## EXERCISE
Copy the records that follow exactly as written, but not their pictures.
** START OF SUPPLIED DATA **
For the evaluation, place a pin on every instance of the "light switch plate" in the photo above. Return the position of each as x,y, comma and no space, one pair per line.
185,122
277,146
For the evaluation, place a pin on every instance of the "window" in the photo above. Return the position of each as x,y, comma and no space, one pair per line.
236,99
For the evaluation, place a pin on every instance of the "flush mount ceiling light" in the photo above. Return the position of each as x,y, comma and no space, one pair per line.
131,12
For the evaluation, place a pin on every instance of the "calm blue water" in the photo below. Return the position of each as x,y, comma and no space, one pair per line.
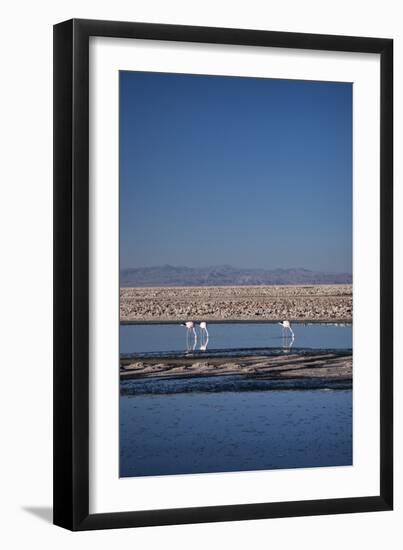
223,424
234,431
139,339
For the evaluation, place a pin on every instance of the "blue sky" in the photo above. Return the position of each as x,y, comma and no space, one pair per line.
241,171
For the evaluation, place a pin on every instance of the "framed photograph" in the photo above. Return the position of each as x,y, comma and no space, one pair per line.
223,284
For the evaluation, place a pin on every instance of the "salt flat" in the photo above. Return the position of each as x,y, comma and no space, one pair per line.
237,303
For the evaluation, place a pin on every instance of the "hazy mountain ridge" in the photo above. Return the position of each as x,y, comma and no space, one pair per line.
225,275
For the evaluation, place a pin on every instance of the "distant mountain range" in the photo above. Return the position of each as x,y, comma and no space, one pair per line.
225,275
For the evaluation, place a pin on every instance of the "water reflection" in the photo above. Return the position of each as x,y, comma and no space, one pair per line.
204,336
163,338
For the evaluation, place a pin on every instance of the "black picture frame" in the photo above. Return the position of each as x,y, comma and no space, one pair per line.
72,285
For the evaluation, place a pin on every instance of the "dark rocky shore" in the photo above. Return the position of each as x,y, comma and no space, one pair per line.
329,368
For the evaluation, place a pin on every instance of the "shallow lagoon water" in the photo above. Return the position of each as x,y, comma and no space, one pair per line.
** END OF SUPPLIED DATA **
## TASK OUTPUT
For the evaluation, place a pin on every instance of the "light switch plate" in the photo above. Return the position of each as x,y, comma and no space, one pair per line.
185,122
277,146
For the evaluation, place a pin on every instance of the "window" in the photo above. Return the position of each as x,y, comma and no space, one pair per line.
236,99
For the evaluation, place a pin on every instance of the "flush mount ceiling light" in the photo above. Return the position of each as x,y, comma and no space, one pair per line.
131,12
For the evaluation, place a pin on every instance of the "calm blue water" in the photo below. Return the position of each as x,y, comma and no space, one pair per line.
223,424
234,431
139,339
For the evaluation, place a pin on every instance of the "blue sky" in the photo above. Return the position of each as x,y, comma and no space, one pair per line.
241,171
For the evaluation, place a pin on every instance of the "framed photograph" in the photo above. Return the position of each as x,y, comma and no space, one pair per line.
223,284
For the evaluation, place a pin on every instance of the "salt flat" in the photo above. Return the position of each as x,y, comma and no space, one pair per line.
237,303
For the evaluation, place a pin on every instance of the "hazy mountain ridge" in the photo above. Return the position of each as x,y, comma and no space, one pair per line.
225,275
For the evaluation, place a pin on every instance of the "distant mountain range" in the photo above. Return the position of each as x,y, comma and no space, one pair per line.
225,275
For the evaluation, place a pin on every instance of the "water reflection" in the photo above. Return the position of each as x,y, comma and no space, one pair per line.
204,336
163,338
For the evaluation, place a pin on every instance of the "black picture frame" in the photo above. Return the position of each as x,y, comma and no space, one pair per line.
72,285
For the evaluation, place a pin on every instance of the "dark rocky shore" in the photo above. Return the position of each as x,y, comma and no space, one pair per line.
329,368
For the evaluation, place a pin on every instance of the "shallow lagoon water" in the photo above. Return the position of each as x,y, comma and no space, one pair per line.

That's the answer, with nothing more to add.